***** Excerpt to read

Do one thing at a time, and don’t multi-task. Be present and fully engaged in what you do—or don’t do it.  A thing worth doing is worth doing well, as the old saying goes, even if it’s difficult and challenging. Furthermore, remember to take proper breaks.  It can be tempting to keep busy. There is usually plenty of work to do for us product people; being busy can make us feel useful and wanted, and getting things done can be exciting and rewarding.  We are stuck in a work bubble and in danger of running out of energy and creativity. I find it impossible to come up with new ideas and be creative when my head is full of all the other tasks I still need to do. Creativity needs space.  

Keep an open mind.  For example, when talking to users or customers, make an effort not to judge anything you hear. Listen patiently and calmly. Take in whatever is said—no matter if you agree, disagree, or are indifferent. While this sounds easy, I find that listening with an open mind can be challenging: I sometimes catch myself evaluating and judging what has been said, or getting bored and impatient. I then have to remind myself to relax, suspend judgment, and pay attention to the conversation. As an added benefit, this practice helps to neatly separate gathering data from analyzing it, which is desirable to maximize learning.

**********
***** Supplied information

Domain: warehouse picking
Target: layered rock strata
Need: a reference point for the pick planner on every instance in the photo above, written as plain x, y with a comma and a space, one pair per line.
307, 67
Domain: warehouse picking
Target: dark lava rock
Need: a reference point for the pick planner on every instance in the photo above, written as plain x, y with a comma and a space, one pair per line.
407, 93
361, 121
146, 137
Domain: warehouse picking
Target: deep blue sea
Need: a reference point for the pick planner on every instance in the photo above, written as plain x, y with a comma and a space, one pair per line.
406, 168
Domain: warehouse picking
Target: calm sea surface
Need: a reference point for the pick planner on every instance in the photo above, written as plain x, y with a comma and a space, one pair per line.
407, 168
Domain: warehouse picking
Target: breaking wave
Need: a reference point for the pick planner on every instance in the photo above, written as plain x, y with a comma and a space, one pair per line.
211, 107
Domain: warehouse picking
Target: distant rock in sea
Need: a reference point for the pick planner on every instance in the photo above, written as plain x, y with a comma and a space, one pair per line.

**********

• [Work instructions]: In the excerpt, what does the writer have to remind themself to do after catching themself judging, bored, or impatient? List each one. The entries come from a source unrelated to the excerpt.

• [Exercise solution]:
- Relax
- Suspend judgment
- Pay attention to the conversation